## REQUIREMENT
Rewrite the lines from the one containing "of the overcast" through the end of the records, both included, with "keypoint" replaced by "marker" and everything else left unchanged.

## ITEMS
————————

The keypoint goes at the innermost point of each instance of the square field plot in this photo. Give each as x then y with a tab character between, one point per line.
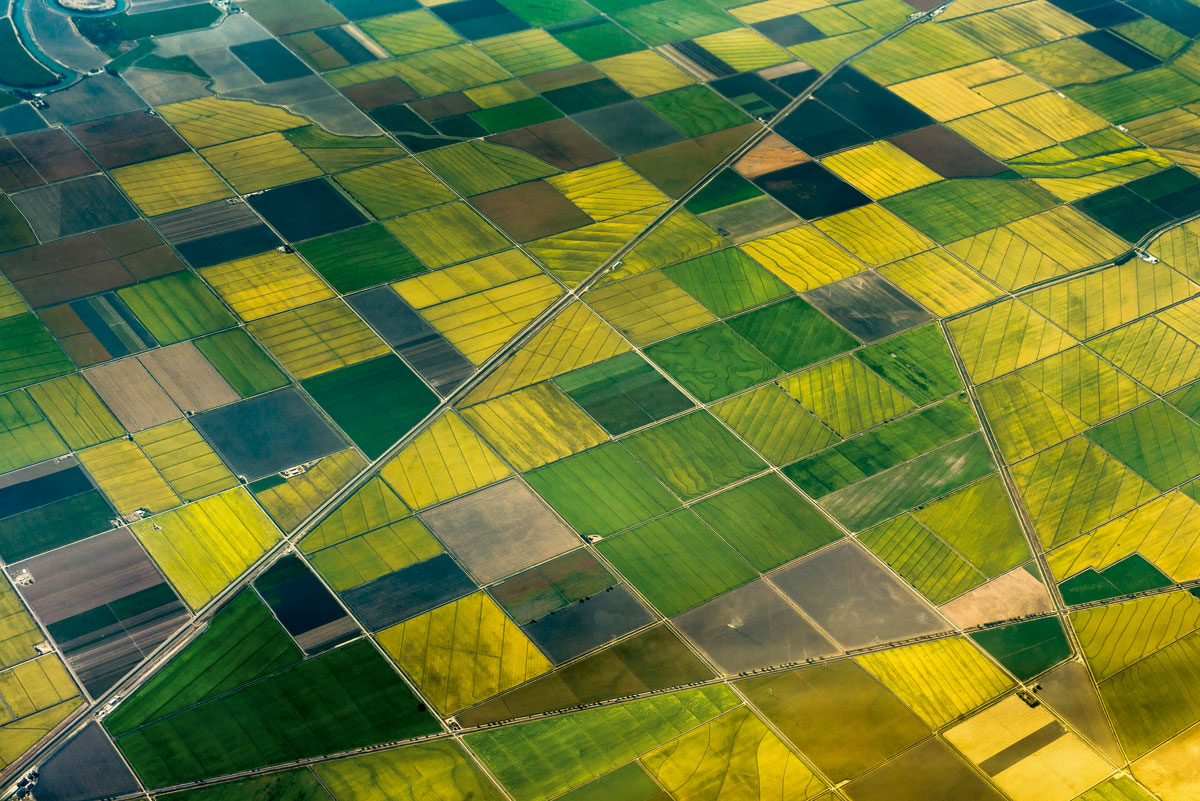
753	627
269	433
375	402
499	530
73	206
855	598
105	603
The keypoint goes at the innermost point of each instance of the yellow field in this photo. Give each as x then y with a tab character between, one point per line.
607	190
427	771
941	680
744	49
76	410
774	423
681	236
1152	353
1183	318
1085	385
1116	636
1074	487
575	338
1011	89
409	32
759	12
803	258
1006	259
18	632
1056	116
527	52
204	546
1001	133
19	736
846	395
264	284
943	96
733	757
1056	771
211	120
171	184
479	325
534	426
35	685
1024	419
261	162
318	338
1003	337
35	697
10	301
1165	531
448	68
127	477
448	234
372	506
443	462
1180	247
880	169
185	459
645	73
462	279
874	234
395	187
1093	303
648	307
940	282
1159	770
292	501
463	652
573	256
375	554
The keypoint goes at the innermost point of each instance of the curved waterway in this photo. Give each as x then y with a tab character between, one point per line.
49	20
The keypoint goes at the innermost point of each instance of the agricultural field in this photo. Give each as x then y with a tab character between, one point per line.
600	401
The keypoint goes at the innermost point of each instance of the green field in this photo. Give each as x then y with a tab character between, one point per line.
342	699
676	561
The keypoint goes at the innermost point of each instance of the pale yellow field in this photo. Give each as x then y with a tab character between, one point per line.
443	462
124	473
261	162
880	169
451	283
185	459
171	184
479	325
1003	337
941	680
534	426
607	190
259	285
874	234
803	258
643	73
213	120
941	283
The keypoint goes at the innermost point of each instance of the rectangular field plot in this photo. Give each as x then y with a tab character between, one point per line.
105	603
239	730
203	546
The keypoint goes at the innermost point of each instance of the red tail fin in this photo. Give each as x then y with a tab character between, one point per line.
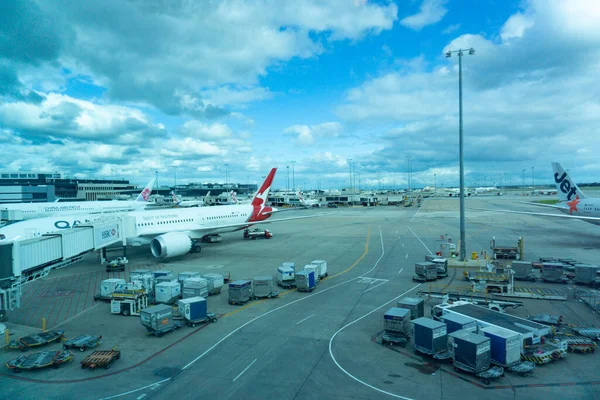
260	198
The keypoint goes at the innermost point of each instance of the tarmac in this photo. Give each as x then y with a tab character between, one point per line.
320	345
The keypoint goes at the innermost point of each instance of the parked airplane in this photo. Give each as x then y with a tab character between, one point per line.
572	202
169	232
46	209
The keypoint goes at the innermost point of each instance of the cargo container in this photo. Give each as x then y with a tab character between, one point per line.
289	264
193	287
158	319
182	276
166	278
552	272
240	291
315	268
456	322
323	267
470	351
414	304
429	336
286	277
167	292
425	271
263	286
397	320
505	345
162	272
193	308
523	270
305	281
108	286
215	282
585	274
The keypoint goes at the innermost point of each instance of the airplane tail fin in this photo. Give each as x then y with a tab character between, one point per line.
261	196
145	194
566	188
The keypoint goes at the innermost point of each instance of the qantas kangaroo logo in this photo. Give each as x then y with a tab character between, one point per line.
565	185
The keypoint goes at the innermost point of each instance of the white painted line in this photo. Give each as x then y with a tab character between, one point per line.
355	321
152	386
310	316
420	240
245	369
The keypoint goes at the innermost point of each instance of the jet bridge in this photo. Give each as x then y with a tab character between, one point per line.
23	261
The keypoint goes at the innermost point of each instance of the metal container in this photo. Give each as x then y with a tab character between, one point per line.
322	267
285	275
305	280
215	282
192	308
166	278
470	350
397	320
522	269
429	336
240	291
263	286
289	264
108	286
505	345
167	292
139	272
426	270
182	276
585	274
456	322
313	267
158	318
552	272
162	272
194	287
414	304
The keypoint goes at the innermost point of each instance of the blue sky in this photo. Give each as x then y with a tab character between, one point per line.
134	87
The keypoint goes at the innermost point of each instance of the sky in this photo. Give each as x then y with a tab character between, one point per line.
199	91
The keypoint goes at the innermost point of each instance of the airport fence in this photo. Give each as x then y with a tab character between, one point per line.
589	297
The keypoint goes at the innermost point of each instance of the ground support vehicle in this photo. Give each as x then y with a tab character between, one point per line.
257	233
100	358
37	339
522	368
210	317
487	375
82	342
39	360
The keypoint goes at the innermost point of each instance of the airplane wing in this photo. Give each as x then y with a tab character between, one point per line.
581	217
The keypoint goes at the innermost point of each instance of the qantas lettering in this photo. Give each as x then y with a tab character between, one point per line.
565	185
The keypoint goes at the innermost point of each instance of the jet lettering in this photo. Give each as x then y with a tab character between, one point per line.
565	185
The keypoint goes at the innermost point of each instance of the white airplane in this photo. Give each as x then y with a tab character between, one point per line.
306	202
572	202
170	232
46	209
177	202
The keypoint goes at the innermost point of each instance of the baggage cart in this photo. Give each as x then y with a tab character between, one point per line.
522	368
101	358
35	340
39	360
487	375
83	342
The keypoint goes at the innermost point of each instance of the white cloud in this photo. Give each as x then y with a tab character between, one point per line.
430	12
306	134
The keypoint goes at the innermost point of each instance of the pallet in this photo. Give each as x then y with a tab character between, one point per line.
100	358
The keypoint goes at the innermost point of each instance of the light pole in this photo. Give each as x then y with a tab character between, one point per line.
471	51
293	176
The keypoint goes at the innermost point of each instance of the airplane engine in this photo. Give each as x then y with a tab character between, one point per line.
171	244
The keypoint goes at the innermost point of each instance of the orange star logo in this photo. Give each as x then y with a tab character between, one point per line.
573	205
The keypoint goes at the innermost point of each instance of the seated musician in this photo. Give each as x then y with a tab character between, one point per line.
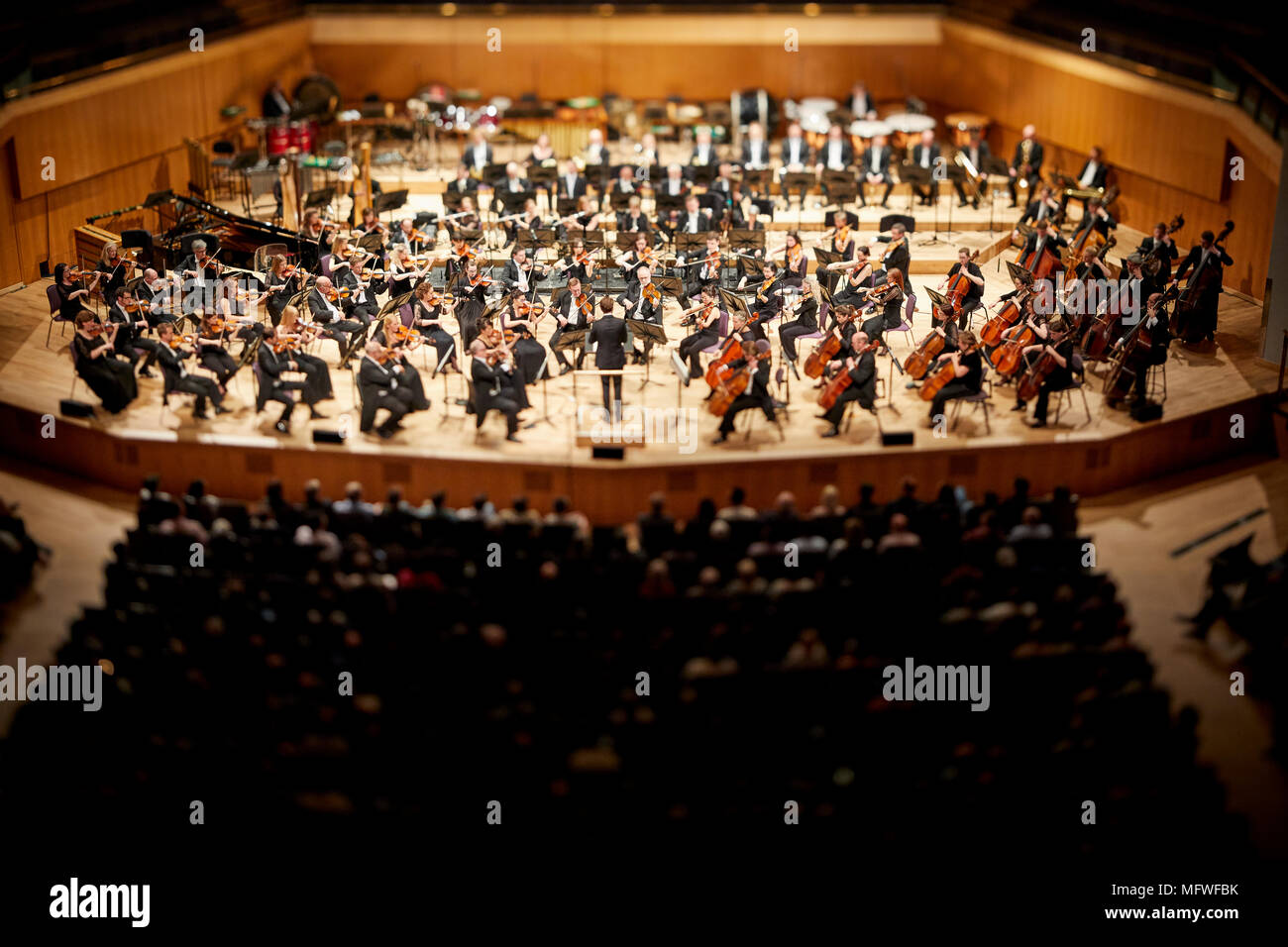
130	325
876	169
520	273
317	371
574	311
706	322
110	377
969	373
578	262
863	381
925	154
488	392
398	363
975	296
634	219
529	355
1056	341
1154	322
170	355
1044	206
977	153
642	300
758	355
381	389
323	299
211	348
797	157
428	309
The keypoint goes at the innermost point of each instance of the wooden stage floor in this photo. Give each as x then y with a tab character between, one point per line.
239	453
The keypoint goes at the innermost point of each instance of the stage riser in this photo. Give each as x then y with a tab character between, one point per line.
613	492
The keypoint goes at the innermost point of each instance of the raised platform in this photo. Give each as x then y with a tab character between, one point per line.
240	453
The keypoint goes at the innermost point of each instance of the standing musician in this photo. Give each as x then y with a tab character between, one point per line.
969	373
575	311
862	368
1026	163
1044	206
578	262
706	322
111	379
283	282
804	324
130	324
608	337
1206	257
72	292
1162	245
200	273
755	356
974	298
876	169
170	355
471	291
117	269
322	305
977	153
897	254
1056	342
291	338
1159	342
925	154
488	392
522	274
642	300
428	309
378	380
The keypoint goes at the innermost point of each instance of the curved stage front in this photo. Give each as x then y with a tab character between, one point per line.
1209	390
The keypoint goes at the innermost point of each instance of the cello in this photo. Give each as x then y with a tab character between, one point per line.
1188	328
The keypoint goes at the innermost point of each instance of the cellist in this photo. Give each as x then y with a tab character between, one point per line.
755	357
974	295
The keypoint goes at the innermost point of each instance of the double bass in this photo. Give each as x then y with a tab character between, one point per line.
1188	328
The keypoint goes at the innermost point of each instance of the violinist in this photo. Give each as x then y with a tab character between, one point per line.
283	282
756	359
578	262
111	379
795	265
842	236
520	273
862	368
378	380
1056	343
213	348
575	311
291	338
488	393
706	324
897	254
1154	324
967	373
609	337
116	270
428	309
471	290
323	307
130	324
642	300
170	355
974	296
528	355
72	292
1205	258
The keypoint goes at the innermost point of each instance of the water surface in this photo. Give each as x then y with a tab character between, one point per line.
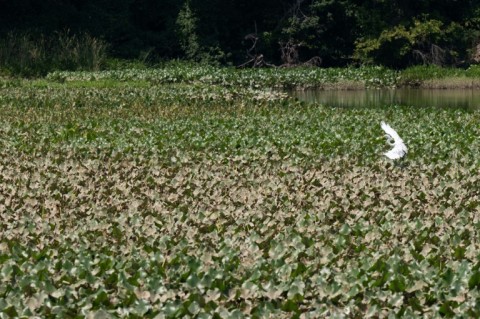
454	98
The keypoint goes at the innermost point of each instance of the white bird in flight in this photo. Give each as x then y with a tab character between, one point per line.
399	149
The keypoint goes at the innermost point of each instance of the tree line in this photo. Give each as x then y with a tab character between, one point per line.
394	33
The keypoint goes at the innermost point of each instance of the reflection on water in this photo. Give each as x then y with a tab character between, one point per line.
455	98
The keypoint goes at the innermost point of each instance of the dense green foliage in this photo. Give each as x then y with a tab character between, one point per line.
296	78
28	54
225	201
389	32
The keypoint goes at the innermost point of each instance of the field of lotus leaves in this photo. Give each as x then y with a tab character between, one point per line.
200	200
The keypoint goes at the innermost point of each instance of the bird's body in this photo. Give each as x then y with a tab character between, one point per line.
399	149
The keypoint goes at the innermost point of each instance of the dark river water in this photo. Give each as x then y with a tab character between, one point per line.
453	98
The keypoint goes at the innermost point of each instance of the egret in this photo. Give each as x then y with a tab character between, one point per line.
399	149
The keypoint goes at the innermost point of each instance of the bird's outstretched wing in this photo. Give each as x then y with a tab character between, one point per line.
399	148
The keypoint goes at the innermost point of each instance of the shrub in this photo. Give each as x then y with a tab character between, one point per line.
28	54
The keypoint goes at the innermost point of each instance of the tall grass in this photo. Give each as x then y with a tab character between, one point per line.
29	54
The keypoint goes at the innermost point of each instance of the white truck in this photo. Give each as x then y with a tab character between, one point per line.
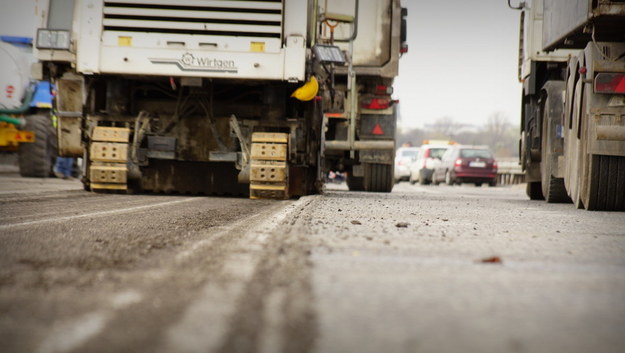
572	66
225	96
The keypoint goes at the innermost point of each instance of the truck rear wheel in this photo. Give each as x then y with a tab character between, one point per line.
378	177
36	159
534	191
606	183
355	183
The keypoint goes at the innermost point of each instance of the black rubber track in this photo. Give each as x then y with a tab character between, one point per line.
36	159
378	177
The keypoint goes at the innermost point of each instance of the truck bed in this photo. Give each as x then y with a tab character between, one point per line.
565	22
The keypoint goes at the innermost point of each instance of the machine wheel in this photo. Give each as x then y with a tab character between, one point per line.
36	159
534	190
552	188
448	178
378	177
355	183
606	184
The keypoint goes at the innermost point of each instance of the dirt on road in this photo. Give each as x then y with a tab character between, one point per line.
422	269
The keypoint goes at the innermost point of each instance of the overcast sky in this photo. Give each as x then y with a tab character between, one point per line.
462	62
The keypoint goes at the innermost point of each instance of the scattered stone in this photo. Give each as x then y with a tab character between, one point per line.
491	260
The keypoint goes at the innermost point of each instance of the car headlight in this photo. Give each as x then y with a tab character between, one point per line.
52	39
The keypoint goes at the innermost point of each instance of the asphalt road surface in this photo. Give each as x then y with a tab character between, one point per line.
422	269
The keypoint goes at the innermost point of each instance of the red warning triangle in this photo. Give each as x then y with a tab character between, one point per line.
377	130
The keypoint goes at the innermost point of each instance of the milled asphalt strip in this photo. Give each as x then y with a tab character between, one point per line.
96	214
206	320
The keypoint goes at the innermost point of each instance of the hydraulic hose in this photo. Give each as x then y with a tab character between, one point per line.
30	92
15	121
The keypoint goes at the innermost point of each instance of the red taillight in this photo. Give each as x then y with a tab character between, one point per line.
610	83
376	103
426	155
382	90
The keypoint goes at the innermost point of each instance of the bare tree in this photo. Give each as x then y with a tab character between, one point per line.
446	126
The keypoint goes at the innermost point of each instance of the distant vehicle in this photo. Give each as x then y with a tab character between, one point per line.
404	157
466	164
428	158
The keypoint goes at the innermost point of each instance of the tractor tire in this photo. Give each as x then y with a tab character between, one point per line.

————————

## TASK OUTPUT
The marker goes at the innermost point of each instance of the overcast sky in this photo. Give each as x then y with a tab character between, one point per line.
462	62
The marker goes at the innermost point of each instance of the scattered stone in this photo. Give each as x then y with a tab character between, one point per line.
491	260
The marker goes at the innermost point of each instance of the car headlight in this photo. Give each as x then y with a tab character between, one point per line.
52	39
The marker goes at the innermost point of each instance of the asphalt road surface in this photo. Give each as x then y with a tab character between, one point per line.
422	269
The marker goes at the innermost point of each instance of the red warning triangle in this photo. Give each as x then y with a tab character between, one point per line.
377	130
The marker goes at the innermost point of each instance of the milled asphalt strip in this photo. Give each as x then y with a tab character between, one point per line.
96	214
206	320
The marker goes at the innermost point of each instance of the hydraulic hose in this photo. Give each as x then y with a tab character between, one point per line.
30	92
15	121
The marker goes at the innermost point of each instance of the red taillight in this photo. Give each as x then y with a tab character between, one point per line.
610	83
376	103
426	155
382	90
The marker goes at the innermost point of each instance of the bare tree in this photo. Give each as x then y with a tab character between, one point per line.
446	126
The marker goes at the innermost point of each instance of the distant vehicle in this photo. Give each as x then y with a tab character between, one point per line.
404	157
466	164
428	158
The marker goes at the innermost point of each instance of the tractor tire in this photo. Give each as x then y with a tab character between, one point per line.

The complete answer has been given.